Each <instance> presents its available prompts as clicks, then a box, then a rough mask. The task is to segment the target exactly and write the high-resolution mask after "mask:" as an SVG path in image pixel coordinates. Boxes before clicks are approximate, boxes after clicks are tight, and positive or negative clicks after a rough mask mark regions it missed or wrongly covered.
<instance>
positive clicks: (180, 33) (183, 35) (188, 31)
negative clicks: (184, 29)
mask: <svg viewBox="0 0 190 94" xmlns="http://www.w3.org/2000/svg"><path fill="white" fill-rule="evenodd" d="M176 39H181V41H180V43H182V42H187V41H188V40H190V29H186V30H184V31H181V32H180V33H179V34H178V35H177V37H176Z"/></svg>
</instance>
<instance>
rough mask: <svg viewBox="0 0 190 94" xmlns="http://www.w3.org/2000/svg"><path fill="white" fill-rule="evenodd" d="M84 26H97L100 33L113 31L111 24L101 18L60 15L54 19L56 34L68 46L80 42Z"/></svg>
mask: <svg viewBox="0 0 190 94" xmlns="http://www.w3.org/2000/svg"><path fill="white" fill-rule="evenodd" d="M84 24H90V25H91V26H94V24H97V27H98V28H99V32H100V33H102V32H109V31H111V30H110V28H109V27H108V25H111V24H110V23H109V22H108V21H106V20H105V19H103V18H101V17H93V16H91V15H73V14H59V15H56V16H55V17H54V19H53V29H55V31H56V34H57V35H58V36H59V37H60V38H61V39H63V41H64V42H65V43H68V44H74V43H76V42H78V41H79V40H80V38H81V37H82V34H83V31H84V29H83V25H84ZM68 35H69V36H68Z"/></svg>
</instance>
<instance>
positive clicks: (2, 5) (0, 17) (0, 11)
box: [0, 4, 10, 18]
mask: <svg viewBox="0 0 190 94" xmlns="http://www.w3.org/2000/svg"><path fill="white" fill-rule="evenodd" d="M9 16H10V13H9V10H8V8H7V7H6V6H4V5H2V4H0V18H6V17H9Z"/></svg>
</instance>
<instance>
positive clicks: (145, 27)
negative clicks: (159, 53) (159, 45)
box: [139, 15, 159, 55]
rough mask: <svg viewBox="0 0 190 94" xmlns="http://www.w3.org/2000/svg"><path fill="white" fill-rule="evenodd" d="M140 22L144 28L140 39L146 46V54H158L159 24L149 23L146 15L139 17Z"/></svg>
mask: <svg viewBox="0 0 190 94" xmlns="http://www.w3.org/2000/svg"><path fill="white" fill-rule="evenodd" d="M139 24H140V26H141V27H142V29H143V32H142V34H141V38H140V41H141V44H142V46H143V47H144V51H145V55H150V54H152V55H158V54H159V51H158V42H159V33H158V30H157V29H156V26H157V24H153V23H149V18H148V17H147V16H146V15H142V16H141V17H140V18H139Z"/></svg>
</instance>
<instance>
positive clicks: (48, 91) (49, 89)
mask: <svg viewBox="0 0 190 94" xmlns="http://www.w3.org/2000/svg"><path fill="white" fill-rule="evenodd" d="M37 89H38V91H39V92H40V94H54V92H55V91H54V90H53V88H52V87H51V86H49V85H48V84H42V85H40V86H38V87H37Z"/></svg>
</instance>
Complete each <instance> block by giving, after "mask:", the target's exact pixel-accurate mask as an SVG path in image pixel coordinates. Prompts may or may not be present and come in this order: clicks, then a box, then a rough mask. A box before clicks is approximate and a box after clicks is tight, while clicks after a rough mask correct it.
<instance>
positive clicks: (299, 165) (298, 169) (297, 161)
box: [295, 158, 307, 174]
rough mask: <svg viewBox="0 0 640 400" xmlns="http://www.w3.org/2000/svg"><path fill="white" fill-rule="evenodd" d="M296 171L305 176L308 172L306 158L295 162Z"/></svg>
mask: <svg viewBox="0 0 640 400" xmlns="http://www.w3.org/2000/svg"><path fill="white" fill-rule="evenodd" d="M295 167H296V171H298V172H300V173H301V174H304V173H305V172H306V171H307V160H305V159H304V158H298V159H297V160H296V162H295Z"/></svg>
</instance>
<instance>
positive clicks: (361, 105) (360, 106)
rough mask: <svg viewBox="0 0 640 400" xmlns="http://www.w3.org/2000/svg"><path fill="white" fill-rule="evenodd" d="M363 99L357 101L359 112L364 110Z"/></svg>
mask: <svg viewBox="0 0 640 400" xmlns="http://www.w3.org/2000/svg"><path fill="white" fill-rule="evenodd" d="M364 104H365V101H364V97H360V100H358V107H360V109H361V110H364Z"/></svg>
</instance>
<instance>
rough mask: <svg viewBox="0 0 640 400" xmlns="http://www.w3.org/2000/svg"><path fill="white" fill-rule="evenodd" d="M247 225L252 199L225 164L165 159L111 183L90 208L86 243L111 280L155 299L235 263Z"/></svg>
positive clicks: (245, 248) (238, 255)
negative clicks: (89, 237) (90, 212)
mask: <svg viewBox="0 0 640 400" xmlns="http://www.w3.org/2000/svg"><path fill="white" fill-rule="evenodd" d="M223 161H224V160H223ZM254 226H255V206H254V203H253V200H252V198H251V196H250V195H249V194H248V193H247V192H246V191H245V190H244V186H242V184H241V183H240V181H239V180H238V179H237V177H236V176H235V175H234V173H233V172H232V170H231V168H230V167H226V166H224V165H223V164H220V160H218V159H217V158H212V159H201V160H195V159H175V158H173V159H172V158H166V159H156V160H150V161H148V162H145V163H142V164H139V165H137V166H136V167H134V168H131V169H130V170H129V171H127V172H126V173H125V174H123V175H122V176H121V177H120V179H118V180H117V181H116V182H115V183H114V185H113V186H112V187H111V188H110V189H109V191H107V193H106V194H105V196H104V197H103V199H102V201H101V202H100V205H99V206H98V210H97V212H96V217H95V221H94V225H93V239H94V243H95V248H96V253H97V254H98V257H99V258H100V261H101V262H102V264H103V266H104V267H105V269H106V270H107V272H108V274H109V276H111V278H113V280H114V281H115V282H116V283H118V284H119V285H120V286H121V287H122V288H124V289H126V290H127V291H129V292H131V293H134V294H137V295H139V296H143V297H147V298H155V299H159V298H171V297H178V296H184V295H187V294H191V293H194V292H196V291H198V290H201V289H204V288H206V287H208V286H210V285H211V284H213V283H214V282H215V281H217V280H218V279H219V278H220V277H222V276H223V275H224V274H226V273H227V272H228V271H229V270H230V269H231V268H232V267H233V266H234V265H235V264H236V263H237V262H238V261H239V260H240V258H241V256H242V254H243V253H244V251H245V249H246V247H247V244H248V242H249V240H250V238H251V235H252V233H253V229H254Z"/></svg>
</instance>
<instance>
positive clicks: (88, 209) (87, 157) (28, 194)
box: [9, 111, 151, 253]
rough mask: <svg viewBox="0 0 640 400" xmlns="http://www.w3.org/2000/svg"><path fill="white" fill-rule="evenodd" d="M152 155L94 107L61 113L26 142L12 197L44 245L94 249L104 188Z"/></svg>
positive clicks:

What is being asked ▸
Reproduce the records exactly as they appear.

Response below ▸
Each <instance> presents its available prompts as clicks, then a box, then a rough mask. The task is to segment the target exactly and write the high-resolution mask after "mask:" as an SVG path in image pixel coordinates. Boxes before clicks are approximate, boxes after clicks are tight, and positive or negative clicks after a rough mask mark regions it missed or wrongly covered.
<instance>
positive clicks: (180, 33) (183, 35) (188, 31)
negative clicks: (184, 29)
mask: <svg viewBox="0 0 190 94" xmlns="http://www.w3.org/2000/svg"><path fill="white" fill-rule="evenodd" d="M176 39H181V41H180V43H182V42H187V41H188V40H190V29H186V30H184V31H181V32H180V33H179V34H178V35H177V37H176Z"/></svg>
</instance>
<instance>
rough mask: <svg viewBox="0 0 190 94" xmlns="http://www.w3.org/2000/svg"><path fill="white" fill-rule="evenodd" d="M84 26H97L100 33L113 31L111 24L101 18L60 15L54 19L56 34L68 46L80 42Z"/></svg>
mask: <svg viewBox="0 0 190 94" xmlns="http://www.w3.org/2000/svg"><path fill="white" fill-rule="evenodd" d="M84 24H90V25H91V26H94V24H97V27H98V28H99V32H100V33H102V32H109V31H111V30H110V28H109V27H108V25H111V24H110V23H109V22H108V21H106V20H105V19H103V18H101V17H93V16H91V15H73V14H59V15H56V16H55V17H54V19H53V29H55V31H56V34H57V35H58V36H59V37H60V38H61V39H63V41H64V42H65V43H68V44H74V43H76V42H78V41H79V40H80V38H81V37H82V34H83V31H84V29H83V25H84ZM68 35H69V36H68Z"/></svg>
</instance>
<instance>
positive clicks: (2, 5) (0, 17) (0, 11)
box: [0, 4, 10, 18]
mask: <svg viewBox="0 0 190 94" xmlns="http://www.w3.org/2000/svg"><path fill="white" fill-rule="evenodd" d="M9 16H10V13H9V10H8V8H7V7H6V6H4V5H2V4H0V18H6V17H9Z"/></svg>
</instance>
<instance>
positive clicks: (145, 27)
negative clicks: (159, 53) (159, 45)
box: [139, 15, 159, 55]
rough mask: <svg viewBox="0 0 190 94" xmlns="http://www.w3.org/2000/svg"><path fill="white" fill-rule="evenodd" d="M140 22L144 28L140 39L146 46V54H158L159 24L149 23L146 15L139 17Z"/></svg>
mask: <svg viewBox="0 0 190 94" xmlns="http://www.w3.org/2000/svg"><path fill="white" fill-rule="evenodd" d="M139 24H140V26H141V27H142V29H143V32H142V34H141V38H140V41H141V44H142V46H143V47H144V51H145V55H150V54H152V55H158V54H159V51H158V42H159V33H158V30H157V29H156V26H157V24H153V23H149V18H148V17H147V16H146V15H142V16H141V17H140V18H139Z"/></svg>
</instance>
<instance>
positive clicks: (48, 91) (49, 89)
mask: <svg viewBox="0 0 190 94" xmlns="http://www.w3.org/2000/svg"><path fill="white" fill-rule="evenodd" d="M37 89H38V91H39V92H40V94H54V92H55V91H54V90H53V88H52V87H51V86H49V85H48V84H42V85H40V86H38V87H37Z"/></svg>
</instance>
Complete each <instance> block by giving, after "mask:", the target's exact pixel-accurate mask as an SVG path in image pixel coordinates. Prompts may or may not be present and come in this order: clicks, then a box, then a rough mask. A box before clicks is approximate and a box after clicks is tight, while clicks after a rough mask correct it.
<instance>
positive clicks: (299, 165) (298, 169) (297, 161)
box: [295, 158, 307, 174]
rough mask: <svg viewBox="0 0 640 400" xmlns="http://www.w3.org/2000/svg"><path fill="white" fill-rule="evenodd" d="M296 171L305 176L308 172L306 158L295 162Z"/></svg>
mask: <svg viewBox="0 0 640 400" xmlns="http://www.w3.org/2000/svg"><path fill="white" fill-rule="evenodd" d="M295 167H296V171H298V172H300V173H301V174H304V173H305V172H306V171H307V160H305V159H304V158H298V159H297V160H296V162H295Z"/></svg>
</instance>
<instance>
positive clicks: (361, 105) (360, 106)
rough mask: <svg viewBox="0 0 640 400" xmlns="http://www.w3.org/2000/svg"><path fill="white" fill-rule="evenodd" d="M363 99L357 101L359 112L364 110Z"/></svg>
mask: <svg viewBox="0 0 640 400" xmlns="http://www.w3.org/2000/svg"><path fill="white" fill-rule="evenodd" d="M364 104H365V101H364V97H360V100H358V107H360V109H361V110H364Z"/></svg>
</instance>
<instance>
rough mask: <svg viewBox="0 0 640 400" xmlns="http://www.w3.org/2000/svg"><path fill="white" fill-rule="evenodd" d="M247 225L252 199L225 164L165 159L111 183L90 208L86 243L111 280L155 299L235 263Z"/></svg>
positive clicks: (245, 248) (238, 255)
negative clicks: (89, 237) (90, 212)
mask: <svg viewBox="0 0 640 400" xmlns="http://www.w3.org/2000/svg"><path fill="white" fill-rule="evenodd" d="M223 161H224V160H223ZM254 226H255V206H254V203H253V200H252V198H251V196H250V195H249V194H248V193H247V192H246V191H245V190H244V186H242V184H241V183H240V181H239V180H238V179H237V177H236V176H235V175H234V173H233V172H232V170H231V168H230V167H226V166H224V165H223V164H220V160H218V159H217V158H212V159H201V160H195V159H175V158H173V159H172V158H166V159H156V160H150V161H148V162H145V163H142V164H139V165H137V166H136V167H134V168H131V169H130V170H129V171H127V172H126V173H125V174H123V175H122V176H121V177H120V179H118V180H117V181H116V182H115V183H114V185H113V186H112V187H111V188H110V189H109V191H107V193H106V194H105V196H104V197H103V199H102V201H101V202H100V205H99V206H98V210H97V212H96V217H95V221H94V225H93V239H94V243H95V248H96V253H97V254H98V257H99V258H100V261H101V262H102V264H103V266H104V267H105V269H106V270H107V272H108V274H109V276H111V278H113V280H114V281H115V282H116V283H118V284H119V285H120V286H121V287H122V288H124V289H126V290H127V291H129V292H131V293H134V294H137V295H139V296H143V297H147V298H155V299H159V298H171V297H178V296H184V295H187V294H191V293H194V292H196V291H198V290H201V289H204V288H206V287H208V286H210V285H211V284H213V283H214V282H215V281H217V280H218V279H219V278H220V277H222V276H223V275H224V274H226V273H227V272H228V271H229V270H230V269H231V268H232V267H233V266H234V265H235V264H236V263H237V262H238V261H239V260H240V258H241V256H242V254H243V253H244V251H245V249H246V247H247V244H248V242H249V240H250V238H251V235H252V233H253V229H254Z"/></svg>
</instance>
<instance>
positive clicks: (88, 209) (87, 157) (28, 194)
box: [9, 111, 151, 253]
rough mask: <svg viewBox="0 0 640 400" xmlns="http://www.w3.org/2000/svg"><path fill="white" fill-rule="evenodd" d="M152 155L94 107L61 113L26 142L12 197L44 245L94 249L104 188Z"/></svg>
positive clicks:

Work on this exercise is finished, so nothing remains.